* _INSTRUCTION A_
Write out the part of the piece on the dissolution of parliament from "To elaborate, the" to "a different clause.".
* _INSTRUCTION B_
Answer these questions from the piece on the dissolution of parliament, one answer per line:
(i) On what date did the Supreme Court grant leave to proceed on the Fundamental Rights applications?
(ii) Who drafted the constitutional amendment tabled in April 2015?
(iii) How many provincial councils have terms that have expired?

— START OF PASSAGE GIVEN —

On Tuesday, November 13, 2018, the Supreme Court granted leave to proceed on the matter of several Fundamental Rights applications contesting the gazette notification issued by the President to dissolve parliament. What this means, in plain language, is that the court has determined that there is a legal matter that requires examination, nothing more, nothing less.

The politicians who went to court cheered what they called was ‘a triumph for democracy’.  Now, had the court determined otherwise, would they have lamented ‘a defeat for democracy,’ one must ask. Anyway, such triumphalism is par for the course. So too, the cheers of the faithful. 

What’s amusing is the angst and subsequent relief of those who claim to be apolitical or at least non-partisan. They include, but are not limited to spokespersons of certain Western diplomatic missions, self-labeled ‘civil society activists,’ certain academics and other professionals. They also include those outside of these circles, for examples, ‘ordinary citizens’ who hold candlelight vigils and posters claiming (perhaps to alleviate embarrassment) ‘this is not about Ranil’.  

Let’s nutshell it. We didn’t hear no whimpers about democracy, darlings, when Maithripala Sirisena appointed Ranil Wickremesinghe as Prime Minister on January 9, 2015 even though the man had less 25% support in Parliament. No whimpers when in April 2015, the Yahapalanists tabled a constitutional amendment drafted by a rank incompetent, Jayampathy Wickramaratne, that had more holes than swiss cheese. The UNP either didn’t see the holes or believed that the hole-guard, Maithripala Sirisena would a) not allow the opposition (the Rajapaksas, as they put it) to creep through it and indeed wouldn’t himself take a crawl. That the Mahinda-Faction of the SLFP voted for it is another matter here. The point is, there were no concerns raised then.

No whimpers when the President and Prime Minister worked to dissolve Parliament the very day the COPE report on the bond scam was to be made public. No whimpers when the democracy-champions used their respective national lists to accommodate persons rejected at the polls by the people. No whimpers when Sarath Fonseka was made an MP and given a ministerial portfolio.  

No whimpers, either in January 2015 or in August the same year when MPs crossed over to the government. But today, ladies and gentlemen, there’s  horror at the possible subversion of democracy. There are whimpers today. And therefore there are hurrahs at what is not an unexpected court ruling considering the fact that the architects of the 19th Amendment were incompetent and slothful. 

To elaborate, the Supreme Court pointed out points in Wickramaratne’s draft that were in violation of the constitution. The dissolution clause, court determined, required a two-thirds majority plus a referendum. Wickremeratne amended it, inserting a clause which allowed an interpretation permitting the President to dissolve at will, clearly at odds with the four and a half year moratorium on dissolution in a different clause. 

Back to whimpers. No whimpers when the Yahapalana Government kept postponing local government elections. No whimpers that the terms of six provincial councils have expired and there are no signs of elections being held.

— END OF PASSAGE GIVEN —
— START OF DATA SHOWN —

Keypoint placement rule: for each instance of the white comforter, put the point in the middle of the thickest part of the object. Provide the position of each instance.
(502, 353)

— END OF DATA SHOWN —

* _COMPLETE ANSWER A_
To elaborate, the Supreme Court pointed out points in Wickramaratne’s draft that were in violation of the constitution. The dissolution clause, court determined, required a two-thirds majority plus a referendum. Wickremeratne amended it, inserting a clause which allowed an interpretation permitting the President to dissolve at will, clearly at odds with the four and a half year moratorium on dissolution in a different clause.

* _COMPLETE ANSWER B_
(i) Tuesday, November 13, 2018
(ii) Jayampathy Wickramaratne
(iii) Six